**Текст для чтения**.

§ §

Из авторов ХХ века в целях ограничения рассматриваемого материала имеет смысл остановиться на четырех поэтах и взять в качестве образцов авторской рефлексии не стихотворные тексты, а программные статьи. Логика отбора авторов такова: по одному от каждого из ведущих направлений Серебряного века и один поэт второй половины века.

Для А. А. Блока такой программной статьей является «О назначении поэта» (см. Блок А. А. Собр. соч. в 6 томах. Т. IV, 1982.). Ее можно, с одной стороны, назвать итоговой, с другой – нигде более Блок в таком концентрированном виде (что ясно и из названия) не высказывался о роли поэта в мире. Предмет статьи – Пушкин, но у Блока речь больше идет о поэта вообще, а о Пушкине – как символе поэта.

Попробуем выделить то, что думал Блок об адресате поэтического творчества. Уже во втором абзаце мы встречаем следующее высказывание: «…праздничное и триумфальное шествие поэта… слишком часто нарушалось мрачным вмешательством людей, для которых печной горшок дороже бога».

Люди (вполне в духе стихотворения «Поэт и толпа», которое и цитирует Блок) представляются помехой, а не адресатом. Правда, это только те люди, «для которых печной горшок дороже бога». Но далее речь идет уже о людях вообще: «Люди могут отворачиваться от поэта и от его дела… То или иное отношение людей к поэзии в конце концов безразлично». Итак, «поэт – величина неизменная», а поэзия автономна в своем отношении к обществу. Значит ли это, что поэт в обществе не играет никакой роли? Никоим образом. Просто он действует на уровне более крупных структур, чем общество. Эти структуры – мировой хаос (если его можно назвать структурой) и космос. Общество тоже находится внутри процесса, но представляет собой частный случай. Деятельность поэта носит более общий характер; он ближе к началам и причинам, чем общество: «Поэт – сын гармонии; и ему дана какая-то роль в мировой культуре. Три дела возложены на него…» (Там же, с. 414).

§ §

**Материал**.
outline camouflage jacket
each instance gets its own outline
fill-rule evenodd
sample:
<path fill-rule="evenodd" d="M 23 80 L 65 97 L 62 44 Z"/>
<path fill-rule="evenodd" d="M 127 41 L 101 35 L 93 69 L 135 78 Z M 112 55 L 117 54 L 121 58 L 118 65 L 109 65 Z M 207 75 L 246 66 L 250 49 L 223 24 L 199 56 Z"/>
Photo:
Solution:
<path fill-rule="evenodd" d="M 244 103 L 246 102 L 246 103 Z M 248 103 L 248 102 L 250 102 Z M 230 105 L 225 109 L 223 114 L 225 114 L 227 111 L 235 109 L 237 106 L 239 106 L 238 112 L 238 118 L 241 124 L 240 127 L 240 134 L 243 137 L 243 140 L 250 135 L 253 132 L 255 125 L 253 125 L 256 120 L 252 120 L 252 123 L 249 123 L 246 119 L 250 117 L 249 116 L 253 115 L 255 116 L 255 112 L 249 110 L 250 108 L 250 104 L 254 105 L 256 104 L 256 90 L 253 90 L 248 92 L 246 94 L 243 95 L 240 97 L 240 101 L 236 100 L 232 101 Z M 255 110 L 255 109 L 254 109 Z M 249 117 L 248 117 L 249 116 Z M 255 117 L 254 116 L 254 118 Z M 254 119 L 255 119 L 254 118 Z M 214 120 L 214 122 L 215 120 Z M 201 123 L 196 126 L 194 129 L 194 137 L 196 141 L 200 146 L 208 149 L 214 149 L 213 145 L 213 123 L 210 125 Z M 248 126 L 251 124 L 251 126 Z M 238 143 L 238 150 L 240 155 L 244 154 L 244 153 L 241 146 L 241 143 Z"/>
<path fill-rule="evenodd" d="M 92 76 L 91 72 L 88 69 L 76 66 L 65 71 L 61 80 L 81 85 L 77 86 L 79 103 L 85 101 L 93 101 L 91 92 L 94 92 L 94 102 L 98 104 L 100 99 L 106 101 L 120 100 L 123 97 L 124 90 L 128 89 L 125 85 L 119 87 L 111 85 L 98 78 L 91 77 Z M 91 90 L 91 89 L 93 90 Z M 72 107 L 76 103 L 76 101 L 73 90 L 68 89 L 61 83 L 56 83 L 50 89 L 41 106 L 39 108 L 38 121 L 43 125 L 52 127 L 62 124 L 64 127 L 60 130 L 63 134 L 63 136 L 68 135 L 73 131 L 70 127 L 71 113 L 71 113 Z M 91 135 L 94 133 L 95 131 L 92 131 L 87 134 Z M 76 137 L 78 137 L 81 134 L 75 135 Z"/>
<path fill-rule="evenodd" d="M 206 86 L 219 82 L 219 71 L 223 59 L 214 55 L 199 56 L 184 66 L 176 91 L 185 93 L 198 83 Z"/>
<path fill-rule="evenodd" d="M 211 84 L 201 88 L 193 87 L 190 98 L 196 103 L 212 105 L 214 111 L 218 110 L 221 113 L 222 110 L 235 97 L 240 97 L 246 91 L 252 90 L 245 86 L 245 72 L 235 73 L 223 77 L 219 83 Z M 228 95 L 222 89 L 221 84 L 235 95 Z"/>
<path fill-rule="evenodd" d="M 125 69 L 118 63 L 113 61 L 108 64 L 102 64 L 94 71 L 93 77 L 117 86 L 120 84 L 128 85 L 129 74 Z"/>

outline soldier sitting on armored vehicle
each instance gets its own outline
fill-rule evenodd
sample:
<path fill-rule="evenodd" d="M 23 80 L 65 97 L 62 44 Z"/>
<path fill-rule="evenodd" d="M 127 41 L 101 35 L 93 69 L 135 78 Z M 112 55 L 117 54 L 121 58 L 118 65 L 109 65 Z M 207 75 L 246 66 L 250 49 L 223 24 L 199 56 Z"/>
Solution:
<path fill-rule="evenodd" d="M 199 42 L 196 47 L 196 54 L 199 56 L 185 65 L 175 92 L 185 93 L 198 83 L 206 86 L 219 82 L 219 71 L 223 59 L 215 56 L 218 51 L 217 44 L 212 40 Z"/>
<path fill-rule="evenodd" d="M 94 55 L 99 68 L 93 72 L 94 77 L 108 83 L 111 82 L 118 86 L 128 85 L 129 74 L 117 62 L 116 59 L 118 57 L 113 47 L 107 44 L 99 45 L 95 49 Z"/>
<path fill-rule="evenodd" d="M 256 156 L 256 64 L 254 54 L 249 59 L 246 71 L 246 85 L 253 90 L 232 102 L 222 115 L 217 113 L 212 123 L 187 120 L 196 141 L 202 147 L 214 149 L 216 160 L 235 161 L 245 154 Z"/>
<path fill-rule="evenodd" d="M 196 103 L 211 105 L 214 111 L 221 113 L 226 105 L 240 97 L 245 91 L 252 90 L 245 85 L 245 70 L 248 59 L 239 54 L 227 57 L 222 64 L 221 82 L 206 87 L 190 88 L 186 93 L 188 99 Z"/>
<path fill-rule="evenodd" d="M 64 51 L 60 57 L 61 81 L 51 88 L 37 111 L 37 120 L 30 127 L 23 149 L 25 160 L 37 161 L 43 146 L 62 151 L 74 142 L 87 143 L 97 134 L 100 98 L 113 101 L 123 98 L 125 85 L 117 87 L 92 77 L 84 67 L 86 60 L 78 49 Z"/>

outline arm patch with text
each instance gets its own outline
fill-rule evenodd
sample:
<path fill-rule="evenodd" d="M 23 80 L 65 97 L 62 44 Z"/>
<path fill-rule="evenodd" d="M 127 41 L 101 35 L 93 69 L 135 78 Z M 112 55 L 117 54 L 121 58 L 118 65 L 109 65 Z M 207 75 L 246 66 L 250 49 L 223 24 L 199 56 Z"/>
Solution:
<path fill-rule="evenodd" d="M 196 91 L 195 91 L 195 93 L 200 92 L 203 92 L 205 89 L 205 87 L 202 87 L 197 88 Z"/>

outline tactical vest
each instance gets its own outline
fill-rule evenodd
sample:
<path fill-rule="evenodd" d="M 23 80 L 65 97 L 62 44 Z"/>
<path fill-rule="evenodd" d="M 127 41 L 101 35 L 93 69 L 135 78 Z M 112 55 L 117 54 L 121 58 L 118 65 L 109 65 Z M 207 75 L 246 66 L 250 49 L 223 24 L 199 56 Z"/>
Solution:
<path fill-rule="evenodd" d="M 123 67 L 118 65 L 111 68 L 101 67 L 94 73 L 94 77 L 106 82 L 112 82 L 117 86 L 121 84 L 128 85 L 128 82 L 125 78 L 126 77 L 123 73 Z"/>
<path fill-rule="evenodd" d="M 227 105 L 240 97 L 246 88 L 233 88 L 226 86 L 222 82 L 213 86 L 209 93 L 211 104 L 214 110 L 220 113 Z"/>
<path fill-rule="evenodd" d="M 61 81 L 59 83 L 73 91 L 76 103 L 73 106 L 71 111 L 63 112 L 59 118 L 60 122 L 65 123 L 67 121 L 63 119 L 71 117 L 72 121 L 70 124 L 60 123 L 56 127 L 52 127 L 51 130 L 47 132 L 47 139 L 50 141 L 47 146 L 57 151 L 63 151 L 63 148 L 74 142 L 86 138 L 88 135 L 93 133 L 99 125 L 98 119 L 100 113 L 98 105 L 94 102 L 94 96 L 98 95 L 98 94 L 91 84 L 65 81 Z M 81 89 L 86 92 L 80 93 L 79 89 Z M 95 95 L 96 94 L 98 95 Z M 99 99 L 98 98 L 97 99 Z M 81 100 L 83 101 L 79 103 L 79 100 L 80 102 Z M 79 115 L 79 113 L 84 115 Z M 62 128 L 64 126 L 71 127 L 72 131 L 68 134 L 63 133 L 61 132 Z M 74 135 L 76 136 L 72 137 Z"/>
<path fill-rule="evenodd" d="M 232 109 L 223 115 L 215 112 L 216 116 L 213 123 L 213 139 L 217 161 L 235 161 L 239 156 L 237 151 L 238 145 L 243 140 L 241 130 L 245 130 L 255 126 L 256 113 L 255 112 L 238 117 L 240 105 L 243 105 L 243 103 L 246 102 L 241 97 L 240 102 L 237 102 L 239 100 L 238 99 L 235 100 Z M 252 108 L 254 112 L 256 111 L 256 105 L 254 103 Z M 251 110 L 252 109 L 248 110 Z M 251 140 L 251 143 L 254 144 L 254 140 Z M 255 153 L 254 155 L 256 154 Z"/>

§ §

**Задание 1**. Перепишите фрагмент текста для чтения между словами «Из авторов ХХ» и «второй половины века.» включительно, заменив «программные статьи» на «теоретические статьи».
**Задание 2**. Изложите содержание текста для чтения в двух предложениях.

**Полный ответ 1**.
Из авторов ХХ века в целях ограничения рассматриваемого материала имеет смысл остановиться на четырех поэтах и взять в качестве образцов авторской рефлексии не стихотворные тексты, а теоретические статьи. Логика отбора авторов такова: по одному от каждого из ведущих направлений Серебряного века и один поэт второй половины века.

**Полный ответ 2**. Автор предлагает рассмотреть четырех поэтов ХХ века по их программным статьям, и для Блока такой статьей названа «О назначении поэта», где Пушкин выступает символом поэта вообще. По Блоку, люди представляются помехой, а не адресатом, поэзия автономна в отношении к обществу, а поэт действует на уровне более крупных структур — мирового хаоса и космоса — как «сын гармонии», которому дана роль в мировой культуре.